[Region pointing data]
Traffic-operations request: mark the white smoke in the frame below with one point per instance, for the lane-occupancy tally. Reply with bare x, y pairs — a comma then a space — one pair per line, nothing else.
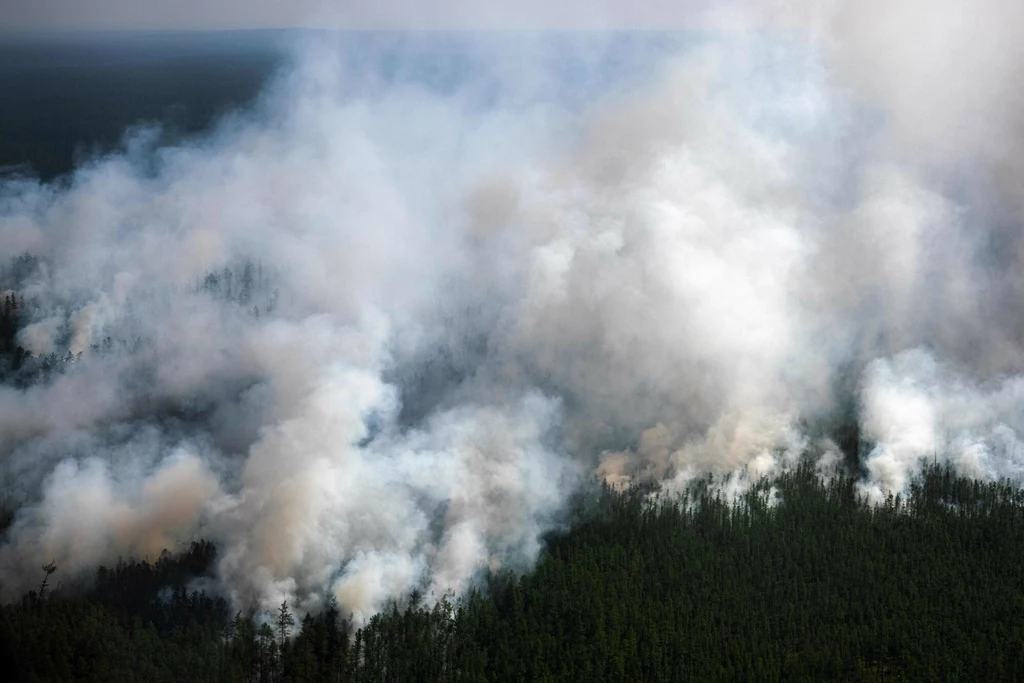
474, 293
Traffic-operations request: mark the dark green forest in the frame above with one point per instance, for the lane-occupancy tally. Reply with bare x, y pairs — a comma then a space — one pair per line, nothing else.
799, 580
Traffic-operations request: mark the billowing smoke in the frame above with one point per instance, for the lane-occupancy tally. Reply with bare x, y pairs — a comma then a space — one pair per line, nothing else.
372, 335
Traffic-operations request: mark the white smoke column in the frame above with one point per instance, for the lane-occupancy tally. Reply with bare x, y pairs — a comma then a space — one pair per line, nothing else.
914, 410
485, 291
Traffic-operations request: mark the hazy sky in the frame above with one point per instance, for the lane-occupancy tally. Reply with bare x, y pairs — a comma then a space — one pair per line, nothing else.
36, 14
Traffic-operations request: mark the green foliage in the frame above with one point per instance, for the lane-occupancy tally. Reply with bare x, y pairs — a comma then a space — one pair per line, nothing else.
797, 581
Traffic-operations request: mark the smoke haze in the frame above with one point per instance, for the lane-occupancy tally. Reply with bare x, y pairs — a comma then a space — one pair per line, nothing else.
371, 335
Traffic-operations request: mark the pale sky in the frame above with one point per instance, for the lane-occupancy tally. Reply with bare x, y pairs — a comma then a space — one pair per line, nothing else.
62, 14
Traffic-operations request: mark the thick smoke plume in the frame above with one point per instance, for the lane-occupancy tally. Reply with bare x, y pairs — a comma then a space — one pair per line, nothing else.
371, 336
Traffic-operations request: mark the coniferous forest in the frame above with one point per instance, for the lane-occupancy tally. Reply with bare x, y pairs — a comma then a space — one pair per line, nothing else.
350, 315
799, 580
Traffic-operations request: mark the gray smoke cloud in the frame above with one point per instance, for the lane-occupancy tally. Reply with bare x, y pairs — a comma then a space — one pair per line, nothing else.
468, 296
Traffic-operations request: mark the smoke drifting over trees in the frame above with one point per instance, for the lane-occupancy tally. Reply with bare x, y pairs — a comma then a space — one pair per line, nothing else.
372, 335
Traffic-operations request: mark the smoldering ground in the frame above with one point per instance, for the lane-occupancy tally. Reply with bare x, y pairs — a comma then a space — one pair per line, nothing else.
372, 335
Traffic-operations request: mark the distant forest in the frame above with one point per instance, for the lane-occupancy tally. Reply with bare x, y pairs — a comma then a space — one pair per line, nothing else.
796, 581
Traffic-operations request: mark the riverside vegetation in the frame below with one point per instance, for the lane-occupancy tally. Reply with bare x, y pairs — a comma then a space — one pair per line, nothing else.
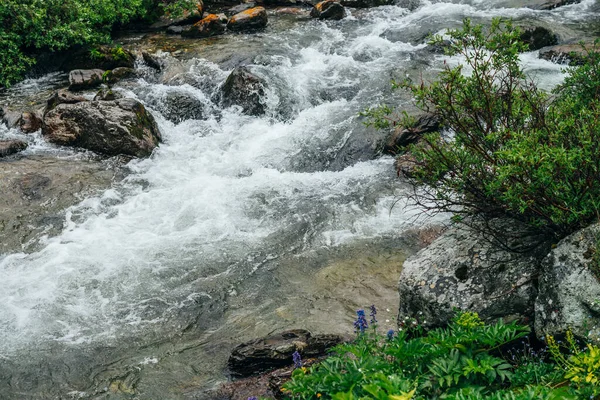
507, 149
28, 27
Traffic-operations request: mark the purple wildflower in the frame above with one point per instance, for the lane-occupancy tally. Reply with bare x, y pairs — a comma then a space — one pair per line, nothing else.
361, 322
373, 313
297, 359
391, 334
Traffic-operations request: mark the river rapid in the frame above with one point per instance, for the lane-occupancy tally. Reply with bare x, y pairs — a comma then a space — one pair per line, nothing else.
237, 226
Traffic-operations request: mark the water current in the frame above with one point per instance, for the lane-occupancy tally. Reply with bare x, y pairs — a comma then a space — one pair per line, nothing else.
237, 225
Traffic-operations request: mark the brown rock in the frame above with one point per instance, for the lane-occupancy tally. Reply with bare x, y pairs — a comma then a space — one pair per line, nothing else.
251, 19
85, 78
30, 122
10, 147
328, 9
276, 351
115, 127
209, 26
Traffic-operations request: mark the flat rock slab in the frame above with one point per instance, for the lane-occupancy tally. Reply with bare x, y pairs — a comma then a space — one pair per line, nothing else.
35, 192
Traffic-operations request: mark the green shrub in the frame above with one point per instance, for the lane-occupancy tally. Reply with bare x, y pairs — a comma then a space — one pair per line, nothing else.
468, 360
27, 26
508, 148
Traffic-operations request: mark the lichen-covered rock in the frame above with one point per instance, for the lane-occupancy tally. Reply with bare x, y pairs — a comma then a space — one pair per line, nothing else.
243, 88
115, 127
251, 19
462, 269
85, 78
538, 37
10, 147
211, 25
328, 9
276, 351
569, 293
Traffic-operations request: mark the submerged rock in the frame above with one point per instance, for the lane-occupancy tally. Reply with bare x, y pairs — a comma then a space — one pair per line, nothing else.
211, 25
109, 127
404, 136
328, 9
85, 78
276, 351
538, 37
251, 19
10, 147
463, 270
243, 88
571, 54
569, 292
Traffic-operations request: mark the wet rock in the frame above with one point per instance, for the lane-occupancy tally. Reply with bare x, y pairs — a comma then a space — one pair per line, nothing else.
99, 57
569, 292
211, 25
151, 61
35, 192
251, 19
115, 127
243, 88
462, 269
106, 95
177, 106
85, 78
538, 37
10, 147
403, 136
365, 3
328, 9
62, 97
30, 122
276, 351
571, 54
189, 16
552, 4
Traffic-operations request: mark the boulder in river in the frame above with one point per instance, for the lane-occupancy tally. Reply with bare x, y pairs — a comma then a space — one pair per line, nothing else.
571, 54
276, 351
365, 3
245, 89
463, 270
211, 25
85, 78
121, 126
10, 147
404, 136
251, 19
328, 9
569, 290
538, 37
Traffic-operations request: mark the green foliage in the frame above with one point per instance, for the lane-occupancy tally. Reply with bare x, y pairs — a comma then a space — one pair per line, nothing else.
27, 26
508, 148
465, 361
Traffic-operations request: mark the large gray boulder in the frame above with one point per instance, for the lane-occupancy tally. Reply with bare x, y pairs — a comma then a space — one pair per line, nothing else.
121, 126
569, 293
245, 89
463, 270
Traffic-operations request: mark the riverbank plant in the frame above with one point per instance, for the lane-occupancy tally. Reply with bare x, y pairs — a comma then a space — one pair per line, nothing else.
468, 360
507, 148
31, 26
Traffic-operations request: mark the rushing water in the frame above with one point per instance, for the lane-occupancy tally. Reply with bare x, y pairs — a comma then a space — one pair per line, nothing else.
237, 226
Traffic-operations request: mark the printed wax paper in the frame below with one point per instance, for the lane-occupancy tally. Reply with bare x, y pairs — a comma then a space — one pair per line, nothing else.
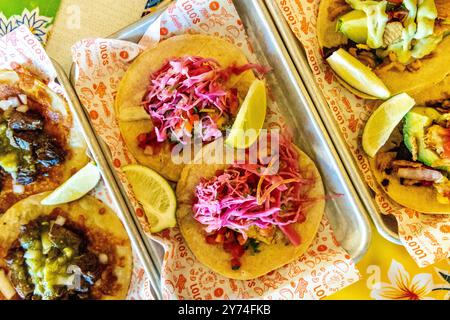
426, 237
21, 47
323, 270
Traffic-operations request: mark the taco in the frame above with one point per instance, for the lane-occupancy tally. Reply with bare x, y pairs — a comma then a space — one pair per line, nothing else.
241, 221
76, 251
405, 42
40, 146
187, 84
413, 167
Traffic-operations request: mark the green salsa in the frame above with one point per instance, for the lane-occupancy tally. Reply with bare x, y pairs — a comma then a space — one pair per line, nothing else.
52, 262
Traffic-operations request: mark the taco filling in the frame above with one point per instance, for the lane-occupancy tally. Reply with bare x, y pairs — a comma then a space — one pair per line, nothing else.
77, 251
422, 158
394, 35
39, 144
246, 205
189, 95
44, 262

** Exercise brief **
The entries are to be written out in full and exactly, apart from the pictures.

** Output for this exercise **
Traffic-operations request: mark the white smoke in the frame below with one point per instance, for the lane-occupancy tally. Reply with bare x, y pairs — a comma then a space — one pair per line, nothing else.
474, 293
Traffic-operations request: mark the dark green forest in the frame above with one point per instance, for the lane-occupancy tally. Reply with bare x, y pairs — a comma then a space — one pair per line, nothing else.
799, 580
Traffic-operations request: mark the billowing smoke in the frame above with one point per instance, for the lane-occupancy tally. Reply with bare x, y pairs — a comma then a space — one pair per line, nothing else.
372, 335
Traffic-operations request: mark the white smoke column in the frame above with one point per instance, for the lane-occupancy tally. Reply with bare x, y pairs — a comma then a space — one pair per line, nothing else.
914, 410
485, 291
Traffic-operations request: mark the hazy sky in the frame above with one point per instance, for the lane-occupancy tally. Reply with bare x, y pairs — a comma then a space — one pair per line, nothing else.
36, 14
Traffic-operations request: mark the green foliage in the frame above with one point per instance, for the lane-occupancy tally. Reply with bare x, y pairs — a comma then a space — one pair per line, nothing else.
797, 581
Traffic-operations request: mark the smoke haze in the frame above with one point per instance, for the lane-occupancy tally. Reply with bare x, y pairs — a comma then a space — one pair per line, nothing else.
371, 335
Traffic-operations request: mark the pale sky in the frame above with one point per instance, for the lane-occupancy tally. Reply with bare x, y pairs — a comma then a space — one pair per line, nothing else.
62, 14
Traffic-operations request: mark the thick smoke plume in the frame above with one point per instance, for the lane-occupancy tally. Reply with bare x, y pairs — a comma then a space — one pair per line, nothing else.
371, 336
Traffic-operations request: mark the coniferous forest in the frame above with one point per instance, for the lane-occupancy tally. Reply with bare x, y pairs — a comma then a space — one pair per line, nothing else.
350, 315
799, 580
Traffic-operations request: mark the gray smoke cloud in the frame above with one point per instance, for the lane-occupancy tally. Reply with bare x, y pairs — a comma then a space — one pair per line, nothing else.
468, 296
Traffic-operations request: mark the smoke drifting over trees in the frame above with one point per instance, for the lane-occupancy tally. Reply with bare x, y pairs — a comma then a space — one pair per line, nothing else.
372, 335
Traffic-operations request: mark the smoldering ground in the frame above with one point per instance, for the lane-occupancy tally. Reply with bare x, y pairs — a comma then a space — one pair per line, nothing else.
372, 335
Traffic-operations request: mark the distant forest in the frame above with one point per instance, for the lane-occupancy tally. Reply with bare x, y pairs — a comma then a space — one pair per line, nothing else.
796, 581
Traffic-operations request: mark the riverside vegetation in the frame below with one point per instance, for the lane-occupancy tally. Reply with bare x, y pairs — a comma then a space — one pair per line, nothing else.
507, 149
28, 27
Traffic-operations request: mark the purple wildflower in the frame above with one point per instance, for the lane-occupancy tally. Reply with bare x, y pairs — a comma then a space — one pair per line, nothing else.
361, 322
373, 313
297, 359
391, 334
Traffic-operations request: mark the river rapid in the frame above with one point per instance, for the lane-occupancy tally. Reply with bare x, y pairs — a comma then a space — one pair per line, nothing else.
237, 226
Traffic-operations request: mark the water current in the frame above with one point per instance, for the lane-occupancy tally. Reply with bare x, y pairs — a comma then a space — one pair per line, nothing else.
237, 225
Traffic-operations request: mark the brown rock in the frame above with one point per instance, for the lane-occupancy tally. Reply with bare x, y pairs — a comma then a space — one pair per line, nothing else.
251, 19
85, 78
30, 122
10, 147
328, 9
276, 351
115, 127
209, 26
Traffic-operations request: mark the flat rock slab in the frame above with one point per instance, for the lane-occupancy tally. Reply with bare x, y pairs — a comma then a space — one pair per line, nothing else.
35, 192
Traffic-operations request: mark the green shrub in the frame above with one point per instance, for the lane-occupancy tally. Reply with bare x, y pairs — a comma then a space — one pair per line, nothing else.
468, 360
27, 26
508, 148
Traffic-operations request: mark the lichen-covered rock in the frame above with one point per instance, for the lane-occupancy tally. Reply with bare x, y pairs — a comma then a space — one pair per line, nothing else.
243, 88
115, 127
251, 19
462, 269
85, 78
538, 37
10, 147
211, 25
328, 9
276, 351
569, 293
Traffic-operations request: mark the submerged rock in the frame above with one point per instance, for the lane-occupancy tally. Reply with bare x, y pairs — a comma then a space — one pair per line, nothing else.
211, 25
109, 127
404, 136
328, 9
85, 78
276, 351
538, 37
251, 19
10, 147
463, 270
243, 88
571, 54
569, 292
Traffic-operations request: mark the wet rock in the frame above with one point per instance, for the lane-occupancy tally. Reply with bare x, y pairs — a comma then a space — one pair per line, nothing else.
99, 57
569, 292
211, 25
151, 61
35, 192
251, 19
115, 127
243, 88
462, 269
106, 95
177, 106
85, 78
538, 37
10, 147
403, 136
365, 3
328, 9
62, 97
30, 122
276, 351
571, 54
189, 16
552, 4
Traffic-operations request: mark the boulder in river in the frame above with one point per instance, for the lane-occupancy tally. Reply with bare x, y pairs — a comma then a space — one pair per line, nothing else.
571, 54
276, 351
365, 3
245, 89
463, 270
211, 25
85, 78
121, 126
10, 147
404, 136
251, 19
328, 9
569, 290
538, 37
Traffic-operations request: mark the green foliage in the frame above with one point per instance, for the lane-occupancy tally. Reply with bare x, y pairs — a comma then a space — one pair per line, nothing else.
27, 26
508, 148
465, 361
Traffic-operations request: mark the large gray boulder in the frame above with one point per instance, for the lane-occupancy tally. Reply with bare x, y pairs — a comma then a space — one pair per line, nothing else.
121, 126
569, 293
245, 89
463, 270
Traffic-operations request: mark the riverbank plant in the frame above with one point per instance, for the lane-occupancy tally. Reply with bare x, y pairs — a comma then a space — one pair per line, nothing else.
468, 360
507, 148
31, 26
Traffic-operations request: mark the rushing water in the frame above with one point per instance, for the lane-occupancy tally. Reply with bare x, y pairs — a comma then a space — one pair per line, nothing else.
237, 226
Traffic-operations request: mark the printed wax paper in the frame below with one point per instance, for the lane-occupancy tally. Reply with bare x, y pairs — a comma then a space — one pair per line, nothing else.
426, 237
21, 47
323, 270
Traffic-operations request: mark the taco in the frame above with one point per instance, for the lane-occupancy tally. Reply with bare x, y pairs — a comma then a space — one pair per line, nothing else.
241, 221
76, 251
405, 42
40, 146
187, 84
413, 167
Traffic-operations request: mark the green salsa in the frame above with one point per instance, for the lane-occupancy tally. Reply with bare x, y pairs — a comma then a space — one pair per line, nothing else.
52, 262
Traffic-operations request: mark the taco filling in the frame above with one point per instance, for the lane-occupancy tally. Reply with bare x, y pairs — a comma then a space — one pair per line, nothing else.
77, 251
422, 158
394, 35
39, 144
246, 205
189, 95
44, 262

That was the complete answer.